■ Required work
a) Please quote the part of the excerpt on reflection that opens with the words "The critic needs" and closes with "that need it.".
b) In the excerpt on reflection, what do 3 rounds of reflection cost compared with a single generation?

■ Extracted text
|---|
The critic needs criteria, not vibes. "Improve the response" is useless. "The code must handle None inputs without raising an exception" or "the explanation must use no more than two jargon terms" gives the critic something actionable to check.
Cost scales with rounds. 3 rounds of reflection = 4-7x the token cost of a single generation (generate + critique + revise, × 3). Monitor costs carefully and only apply reflection to the outputs that need it.
Programmatic checks beat LLM critics for code. Running unit tests, a linter, or type checker is faster, cheaper, and more reliable than asking an LLM if code is correct. Use LLM critique for qualitative aspects (clarity, tone, completeness) and automated tools for objective correctness.
|---|
Records from a collection:
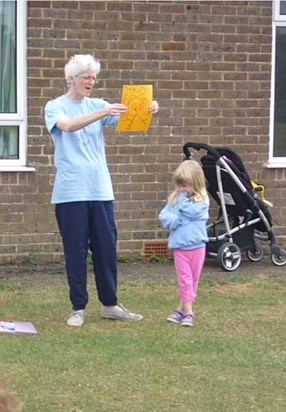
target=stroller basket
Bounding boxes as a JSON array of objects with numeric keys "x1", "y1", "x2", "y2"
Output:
[{"x1": 183, "y1": 142, "x2": 286, "y2": 272}]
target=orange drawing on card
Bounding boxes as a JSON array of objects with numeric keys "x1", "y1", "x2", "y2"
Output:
|---|
■ Solutions below
a)
The critic needs criteria, not vibes. "Improve the response" is useless. "The code must handle None inputs without raising an exception" or "the explanation must use no more than two jargon terms" gives the critic something actionable to check.
Cost scales with rounds. 3 rounds of reflection = 4-7x the token cost of a single generation (generate + critique + revise, × 3). Monitor costs carefully and only apply reflection to the outputs that need it.

b) 4-7x the token cost of a single generation.